= Aim 1 =
Filter the entries below and copy out every line that holds the string "panel".
┄┄┄┄┄┄┄┄┄┄
That's a red flag. And so, I think you, in humility and in love, and again, I can tell you have this love for the church, addressing your concerns to the pastor and to the leadership, making an appeal, not in a way that's seeking to be divisive, but in a way, you know, it's done out of love, because you love the church, and you're saying, the thing we need more than anything is the Word of God, and I am concerned that we are drifting from that. We're seeking to please man rather than to please God.

And so, I think you make that appeal. And if it becomes clear, surely, the church is just not interested in preaching the Word of God like that. If the focus of the church is, well, we want to sort of, you know, coddle people to Jesus, and that means we're not going to preach about sin. That means we're going to avoid certain books of the Bible. That means we're going to do more self-help and psychology instead of preaching the Word. Then I would say you do need to find a church that is going to faithfully preach the Word, and I know that the really hard thing about that is you just love this church, and you love the people there. And so, I pray that there is a revival, if you will, of focus on Scripture and a love for God's Word, and the sense of, God, no, this is where we need to be.

This is what the people need. They need to hear from the Lord. And if we're not giving them that as pastors, we're not doing our job. May the Lord be with you, Shirley.

Shirley, thanks so much for calling in. We'll be praying for you in the whole situation there in your church. You know, Adriel, this is not an uncommon issue, and it really, it makes me think of when an elder board is looking to call a new pastor, they really need to do their due diligence on what that pastor stands for and what he has planned for that congregation. Yeah, I think that's very, very important, and I mean, Paul gives us the qualifications in 1 Timothy 3 and Titus chapter 1. One of them is the ability to teach, and if, indeed, the pastor, the minister, you know, 1 Timothy 5, is laboring in preaching and in teaching, then, you know, they have to, what are they preaching? What are they teaching? Is it according to God's Word?
┄┄┄┄┄┄┄┄┄┄
= Aim 2 =
Decide whether each statement agrees with the passage on preaching the Word above. Answer yes or no for each, and quote the deciding words of the passage exactly.
(a) The caller is advised to leave the church right away without first raising any concerns.
(b) One of the qualifications Paul gives is the ability to teach.
(c) An elder board calling a new pastor should find out what that pastor stands for.
┄┄┄┄┄┄┄┄┄┄
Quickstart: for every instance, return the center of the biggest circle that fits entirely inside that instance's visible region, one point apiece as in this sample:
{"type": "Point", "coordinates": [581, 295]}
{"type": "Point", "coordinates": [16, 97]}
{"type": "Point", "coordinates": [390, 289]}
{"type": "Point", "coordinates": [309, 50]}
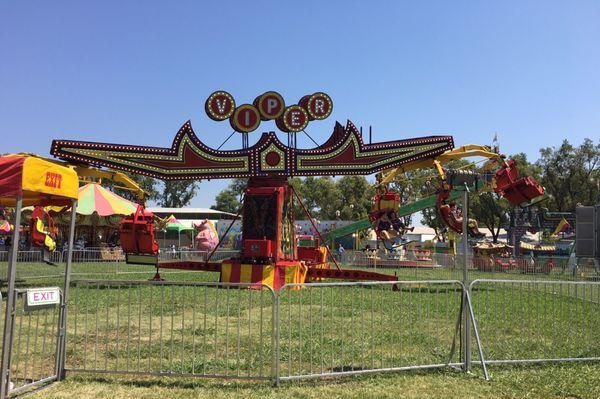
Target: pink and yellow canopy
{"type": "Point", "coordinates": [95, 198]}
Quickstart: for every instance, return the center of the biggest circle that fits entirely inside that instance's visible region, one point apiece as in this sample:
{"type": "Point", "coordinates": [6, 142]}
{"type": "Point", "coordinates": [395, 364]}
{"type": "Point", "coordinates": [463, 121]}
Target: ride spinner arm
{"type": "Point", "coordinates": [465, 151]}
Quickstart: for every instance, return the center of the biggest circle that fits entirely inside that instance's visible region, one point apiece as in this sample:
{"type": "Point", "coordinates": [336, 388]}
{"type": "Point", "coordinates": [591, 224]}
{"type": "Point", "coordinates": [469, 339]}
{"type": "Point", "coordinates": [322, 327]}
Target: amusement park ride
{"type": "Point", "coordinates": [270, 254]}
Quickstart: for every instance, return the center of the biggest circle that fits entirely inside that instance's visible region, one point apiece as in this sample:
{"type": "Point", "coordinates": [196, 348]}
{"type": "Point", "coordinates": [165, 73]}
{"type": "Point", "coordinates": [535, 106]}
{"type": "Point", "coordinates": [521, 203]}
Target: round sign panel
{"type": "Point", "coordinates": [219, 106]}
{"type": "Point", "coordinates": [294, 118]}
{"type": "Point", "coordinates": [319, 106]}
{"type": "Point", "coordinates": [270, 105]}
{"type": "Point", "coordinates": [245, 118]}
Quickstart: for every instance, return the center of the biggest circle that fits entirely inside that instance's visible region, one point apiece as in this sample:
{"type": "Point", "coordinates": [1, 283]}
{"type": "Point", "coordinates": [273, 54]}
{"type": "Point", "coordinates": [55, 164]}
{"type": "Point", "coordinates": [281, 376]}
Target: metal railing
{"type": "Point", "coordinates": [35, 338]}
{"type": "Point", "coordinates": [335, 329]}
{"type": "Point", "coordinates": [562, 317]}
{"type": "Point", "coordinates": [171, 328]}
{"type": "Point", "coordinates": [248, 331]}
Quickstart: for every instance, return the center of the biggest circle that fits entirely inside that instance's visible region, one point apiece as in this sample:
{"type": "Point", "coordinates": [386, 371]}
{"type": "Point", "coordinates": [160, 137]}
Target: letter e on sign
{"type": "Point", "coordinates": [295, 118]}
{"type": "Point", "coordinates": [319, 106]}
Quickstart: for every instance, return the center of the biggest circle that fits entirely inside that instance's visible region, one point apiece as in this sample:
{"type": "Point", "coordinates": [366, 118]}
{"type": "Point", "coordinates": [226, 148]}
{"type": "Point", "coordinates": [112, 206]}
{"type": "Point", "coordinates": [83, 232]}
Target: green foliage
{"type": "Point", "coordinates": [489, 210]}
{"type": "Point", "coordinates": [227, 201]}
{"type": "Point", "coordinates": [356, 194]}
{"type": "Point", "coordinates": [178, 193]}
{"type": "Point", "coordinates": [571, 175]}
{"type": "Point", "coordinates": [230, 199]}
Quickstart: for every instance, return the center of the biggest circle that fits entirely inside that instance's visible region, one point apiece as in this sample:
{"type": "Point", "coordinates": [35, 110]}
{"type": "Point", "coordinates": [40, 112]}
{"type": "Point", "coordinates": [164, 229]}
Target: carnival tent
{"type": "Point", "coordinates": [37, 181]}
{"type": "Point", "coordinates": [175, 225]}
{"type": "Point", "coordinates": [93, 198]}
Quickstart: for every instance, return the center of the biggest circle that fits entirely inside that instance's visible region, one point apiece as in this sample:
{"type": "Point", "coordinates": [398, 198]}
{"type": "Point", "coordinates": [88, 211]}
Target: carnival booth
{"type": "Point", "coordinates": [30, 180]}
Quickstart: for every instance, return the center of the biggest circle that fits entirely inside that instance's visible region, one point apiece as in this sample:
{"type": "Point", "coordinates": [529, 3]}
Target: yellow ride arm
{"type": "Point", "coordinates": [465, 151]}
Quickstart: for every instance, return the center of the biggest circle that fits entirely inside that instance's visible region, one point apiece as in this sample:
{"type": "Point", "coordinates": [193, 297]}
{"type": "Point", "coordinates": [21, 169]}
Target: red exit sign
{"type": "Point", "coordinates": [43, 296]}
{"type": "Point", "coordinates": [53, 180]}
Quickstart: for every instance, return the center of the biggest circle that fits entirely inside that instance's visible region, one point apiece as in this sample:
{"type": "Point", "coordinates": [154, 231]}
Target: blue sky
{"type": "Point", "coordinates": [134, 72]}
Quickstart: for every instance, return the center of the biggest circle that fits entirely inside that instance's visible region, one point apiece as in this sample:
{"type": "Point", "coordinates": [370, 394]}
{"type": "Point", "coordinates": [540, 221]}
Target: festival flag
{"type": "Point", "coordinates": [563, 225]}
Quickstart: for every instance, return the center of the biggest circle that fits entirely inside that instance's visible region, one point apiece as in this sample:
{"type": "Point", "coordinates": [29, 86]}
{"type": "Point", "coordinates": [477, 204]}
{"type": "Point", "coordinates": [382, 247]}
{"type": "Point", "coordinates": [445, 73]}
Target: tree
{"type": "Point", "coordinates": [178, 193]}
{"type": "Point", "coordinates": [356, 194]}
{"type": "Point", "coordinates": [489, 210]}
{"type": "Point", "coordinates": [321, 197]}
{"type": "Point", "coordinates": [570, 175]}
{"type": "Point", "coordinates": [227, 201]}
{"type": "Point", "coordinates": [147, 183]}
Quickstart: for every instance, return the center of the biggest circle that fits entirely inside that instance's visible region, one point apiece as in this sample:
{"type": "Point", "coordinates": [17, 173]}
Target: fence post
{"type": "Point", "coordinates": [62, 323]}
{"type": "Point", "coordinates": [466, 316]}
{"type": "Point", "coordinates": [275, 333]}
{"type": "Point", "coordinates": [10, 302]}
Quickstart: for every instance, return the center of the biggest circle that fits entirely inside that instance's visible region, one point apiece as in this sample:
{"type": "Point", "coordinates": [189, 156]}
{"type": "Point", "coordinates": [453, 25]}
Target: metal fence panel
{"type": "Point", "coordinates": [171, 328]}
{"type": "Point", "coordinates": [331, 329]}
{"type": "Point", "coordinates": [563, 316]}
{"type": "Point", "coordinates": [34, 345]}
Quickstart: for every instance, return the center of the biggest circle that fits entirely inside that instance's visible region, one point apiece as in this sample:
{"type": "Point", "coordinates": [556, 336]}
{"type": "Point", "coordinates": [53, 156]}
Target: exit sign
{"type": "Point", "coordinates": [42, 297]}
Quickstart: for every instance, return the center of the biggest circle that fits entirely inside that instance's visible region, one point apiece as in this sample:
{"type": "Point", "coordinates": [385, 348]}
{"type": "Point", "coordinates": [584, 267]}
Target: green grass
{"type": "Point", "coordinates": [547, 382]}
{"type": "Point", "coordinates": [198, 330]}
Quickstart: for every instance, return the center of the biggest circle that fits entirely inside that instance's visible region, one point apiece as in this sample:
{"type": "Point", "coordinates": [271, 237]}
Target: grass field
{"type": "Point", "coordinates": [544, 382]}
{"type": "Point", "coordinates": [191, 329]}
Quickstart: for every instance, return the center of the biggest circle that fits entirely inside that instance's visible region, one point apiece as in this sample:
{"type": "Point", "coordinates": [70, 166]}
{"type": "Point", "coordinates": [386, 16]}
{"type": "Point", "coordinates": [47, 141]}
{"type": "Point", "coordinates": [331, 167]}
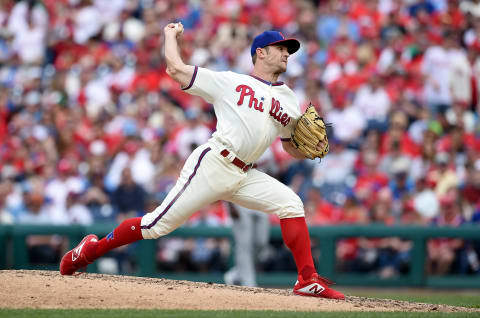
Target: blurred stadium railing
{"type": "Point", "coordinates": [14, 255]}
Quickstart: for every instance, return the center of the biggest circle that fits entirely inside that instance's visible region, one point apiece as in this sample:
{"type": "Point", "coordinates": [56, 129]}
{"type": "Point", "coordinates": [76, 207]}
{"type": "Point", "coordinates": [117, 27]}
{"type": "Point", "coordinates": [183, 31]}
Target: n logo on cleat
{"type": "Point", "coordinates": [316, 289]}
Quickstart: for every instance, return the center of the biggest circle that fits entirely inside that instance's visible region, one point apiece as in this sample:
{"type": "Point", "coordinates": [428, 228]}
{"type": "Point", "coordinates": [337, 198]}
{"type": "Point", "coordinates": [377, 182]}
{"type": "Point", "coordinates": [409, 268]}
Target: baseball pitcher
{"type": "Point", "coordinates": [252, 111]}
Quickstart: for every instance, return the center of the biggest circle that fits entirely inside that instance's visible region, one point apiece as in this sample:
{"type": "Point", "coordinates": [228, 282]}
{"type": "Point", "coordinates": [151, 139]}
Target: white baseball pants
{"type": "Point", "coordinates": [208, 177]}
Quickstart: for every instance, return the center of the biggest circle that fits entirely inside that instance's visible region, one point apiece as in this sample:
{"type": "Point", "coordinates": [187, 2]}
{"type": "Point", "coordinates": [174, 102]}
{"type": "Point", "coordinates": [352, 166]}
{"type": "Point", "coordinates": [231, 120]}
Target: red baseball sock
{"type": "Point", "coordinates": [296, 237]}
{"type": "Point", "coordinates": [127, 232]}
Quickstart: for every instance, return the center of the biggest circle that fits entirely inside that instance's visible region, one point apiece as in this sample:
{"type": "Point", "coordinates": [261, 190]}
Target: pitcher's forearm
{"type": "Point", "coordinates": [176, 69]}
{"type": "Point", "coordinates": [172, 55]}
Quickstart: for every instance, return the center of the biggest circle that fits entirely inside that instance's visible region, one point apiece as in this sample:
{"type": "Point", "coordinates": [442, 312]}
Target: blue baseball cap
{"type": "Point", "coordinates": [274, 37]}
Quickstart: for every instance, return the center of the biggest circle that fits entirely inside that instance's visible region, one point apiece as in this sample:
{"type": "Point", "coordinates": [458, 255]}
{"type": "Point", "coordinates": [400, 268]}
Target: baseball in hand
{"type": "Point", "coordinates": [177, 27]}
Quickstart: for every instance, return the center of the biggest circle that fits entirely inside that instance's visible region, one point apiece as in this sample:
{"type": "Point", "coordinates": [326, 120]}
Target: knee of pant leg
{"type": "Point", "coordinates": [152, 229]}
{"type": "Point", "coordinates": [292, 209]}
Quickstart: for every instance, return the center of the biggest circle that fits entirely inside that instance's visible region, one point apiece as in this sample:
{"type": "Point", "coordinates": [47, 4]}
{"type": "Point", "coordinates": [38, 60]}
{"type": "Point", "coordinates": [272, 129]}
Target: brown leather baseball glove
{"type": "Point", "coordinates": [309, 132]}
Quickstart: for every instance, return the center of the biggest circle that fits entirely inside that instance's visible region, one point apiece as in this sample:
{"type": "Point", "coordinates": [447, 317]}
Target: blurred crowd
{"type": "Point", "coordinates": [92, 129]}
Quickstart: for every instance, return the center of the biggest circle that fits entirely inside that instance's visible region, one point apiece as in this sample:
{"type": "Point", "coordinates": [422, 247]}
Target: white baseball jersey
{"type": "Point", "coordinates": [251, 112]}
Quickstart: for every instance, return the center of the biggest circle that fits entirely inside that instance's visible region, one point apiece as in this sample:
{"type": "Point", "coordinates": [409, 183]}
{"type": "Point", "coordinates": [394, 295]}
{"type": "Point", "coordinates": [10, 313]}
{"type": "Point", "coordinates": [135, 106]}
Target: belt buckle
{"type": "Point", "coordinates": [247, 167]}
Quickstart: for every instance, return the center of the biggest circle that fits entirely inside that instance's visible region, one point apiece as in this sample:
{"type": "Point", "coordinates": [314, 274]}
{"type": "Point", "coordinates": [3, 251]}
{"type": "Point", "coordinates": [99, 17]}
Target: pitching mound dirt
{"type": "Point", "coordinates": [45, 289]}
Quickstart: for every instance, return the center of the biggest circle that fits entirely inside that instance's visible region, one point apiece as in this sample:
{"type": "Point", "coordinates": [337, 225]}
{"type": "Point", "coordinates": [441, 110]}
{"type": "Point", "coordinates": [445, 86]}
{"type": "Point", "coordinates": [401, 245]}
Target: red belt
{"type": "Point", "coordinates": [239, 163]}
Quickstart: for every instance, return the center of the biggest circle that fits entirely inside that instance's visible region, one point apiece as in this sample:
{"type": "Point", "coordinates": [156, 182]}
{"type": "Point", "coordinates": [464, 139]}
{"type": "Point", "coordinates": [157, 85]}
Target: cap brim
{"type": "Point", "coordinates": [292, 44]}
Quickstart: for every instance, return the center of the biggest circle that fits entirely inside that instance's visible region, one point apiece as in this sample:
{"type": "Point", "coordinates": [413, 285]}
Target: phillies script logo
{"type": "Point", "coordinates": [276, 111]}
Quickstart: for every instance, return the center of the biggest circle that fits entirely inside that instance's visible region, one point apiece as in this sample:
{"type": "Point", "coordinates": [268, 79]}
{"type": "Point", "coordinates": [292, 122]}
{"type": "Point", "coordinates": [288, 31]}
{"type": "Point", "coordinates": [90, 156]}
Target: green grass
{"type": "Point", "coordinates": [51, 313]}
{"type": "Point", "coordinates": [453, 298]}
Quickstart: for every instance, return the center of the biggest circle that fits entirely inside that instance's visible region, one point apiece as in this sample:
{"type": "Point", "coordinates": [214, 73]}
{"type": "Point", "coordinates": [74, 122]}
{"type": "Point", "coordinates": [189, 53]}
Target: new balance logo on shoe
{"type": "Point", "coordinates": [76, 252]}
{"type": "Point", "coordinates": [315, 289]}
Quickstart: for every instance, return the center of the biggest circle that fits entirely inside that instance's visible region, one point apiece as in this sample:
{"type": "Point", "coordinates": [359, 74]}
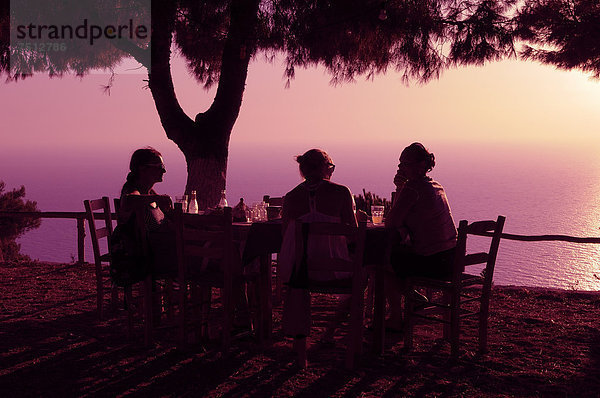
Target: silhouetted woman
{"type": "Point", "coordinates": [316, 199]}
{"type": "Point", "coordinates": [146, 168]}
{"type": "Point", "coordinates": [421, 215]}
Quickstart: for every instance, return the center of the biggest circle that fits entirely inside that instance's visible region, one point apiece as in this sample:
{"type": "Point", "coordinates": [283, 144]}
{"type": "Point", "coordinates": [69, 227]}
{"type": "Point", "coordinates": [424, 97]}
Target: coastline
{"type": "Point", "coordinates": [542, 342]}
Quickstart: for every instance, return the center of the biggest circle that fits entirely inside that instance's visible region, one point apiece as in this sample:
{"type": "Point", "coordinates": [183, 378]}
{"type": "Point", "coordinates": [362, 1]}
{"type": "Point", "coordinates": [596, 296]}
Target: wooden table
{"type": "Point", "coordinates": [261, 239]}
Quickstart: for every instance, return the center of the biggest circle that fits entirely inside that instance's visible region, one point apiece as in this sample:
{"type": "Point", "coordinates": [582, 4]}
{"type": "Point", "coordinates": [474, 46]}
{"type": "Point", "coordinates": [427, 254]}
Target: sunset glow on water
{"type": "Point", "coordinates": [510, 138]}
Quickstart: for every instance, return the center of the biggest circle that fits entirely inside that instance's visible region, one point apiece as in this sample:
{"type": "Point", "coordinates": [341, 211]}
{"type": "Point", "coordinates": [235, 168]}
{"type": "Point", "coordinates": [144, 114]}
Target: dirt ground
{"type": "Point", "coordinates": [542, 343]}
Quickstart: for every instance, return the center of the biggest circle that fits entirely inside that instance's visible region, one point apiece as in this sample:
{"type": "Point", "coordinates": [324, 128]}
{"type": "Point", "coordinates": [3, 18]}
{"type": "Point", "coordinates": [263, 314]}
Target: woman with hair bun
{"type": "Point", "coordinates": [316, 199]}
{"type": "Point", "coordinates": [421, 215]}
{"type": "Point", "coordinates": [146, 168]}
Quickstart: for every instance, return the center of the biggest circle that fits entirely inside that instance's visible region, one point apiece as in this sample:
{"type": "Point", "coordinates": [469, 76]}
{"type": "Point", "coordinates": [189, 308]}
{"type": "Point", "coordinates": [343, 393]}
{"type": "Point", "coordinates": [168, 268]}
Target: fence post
┄┄┄┄┄┄┄┄┄┄
= Finished answer 1 =
Target: round sign panel
Target: metal fence panel

= Finished answer 2 =
(a) No: "addressing your concerns to the pastor and to the leadership, making an appeal"
(b) Yes: "One of them is the ability to teach"
(c) Yes: "they really need to do their due diligence on what that pastor stands for"